▸ Passage shown:
Many of the stories have a very noir/conte cruel feel to them. In "Love and Death at the End of
the World" by Mark Chadbourn the ruthless and dissipated warrior Rathsamman is ready to give it all up, redeem
himself, and devote himself to loving a beautiful young woman and by so doing save his doomed world, only to have
the woman laugh scornfully at him and send him and his world to their doom.
In "The Leper King" by Charlee Jacob,
Lyrkatra a young but physically flawed woman loses the only man who has ever cared for her to his lust for wealth and decadence.
When, as a mature sorceress, she comes before him as little more than a performance artist, she is provoked into
disassembling him back into what she had first created him from -- but now she is alone, unable to disassemble or
kill herself, and doomed to live in the knowledge of her own hideousness until the end of time.
Another story, Jessica Amanda Salmonson's "Hode of the High Place," only tied in peripherally to Zothique, has a
much more gothic, Gormenghast-like setting, though perfectly in keeping with the theme of slow degeneration of
both the people and infrastructure common to many Zothique stories.

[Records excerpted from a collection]
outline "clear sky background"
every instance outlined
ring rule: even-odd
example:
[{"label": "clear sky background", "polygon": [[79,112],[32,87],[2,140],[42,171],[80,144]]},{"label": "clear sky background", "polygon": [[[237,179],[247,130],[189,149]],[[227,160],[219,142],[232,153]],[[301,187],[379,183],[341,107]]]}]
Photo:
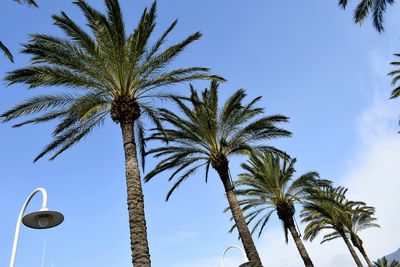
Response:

▸ What is being asked: Can you copy the review of the Zothique stories above word for word, from "Many of the" to "to their doom."?

▸ Final result:
Many of the stories have a very noir/conte cruel feel to them. In "Love and Death at the End of
the World" by Mark Chadbourn the ruthless and dissipated warrior Rathsamman is ready to give it all up, redeem
himself, and devote himself to loving a beautiful young woman and by so doing save his doomed world, only to have
the woman laugh scornfully at him and send him and his world to their doom.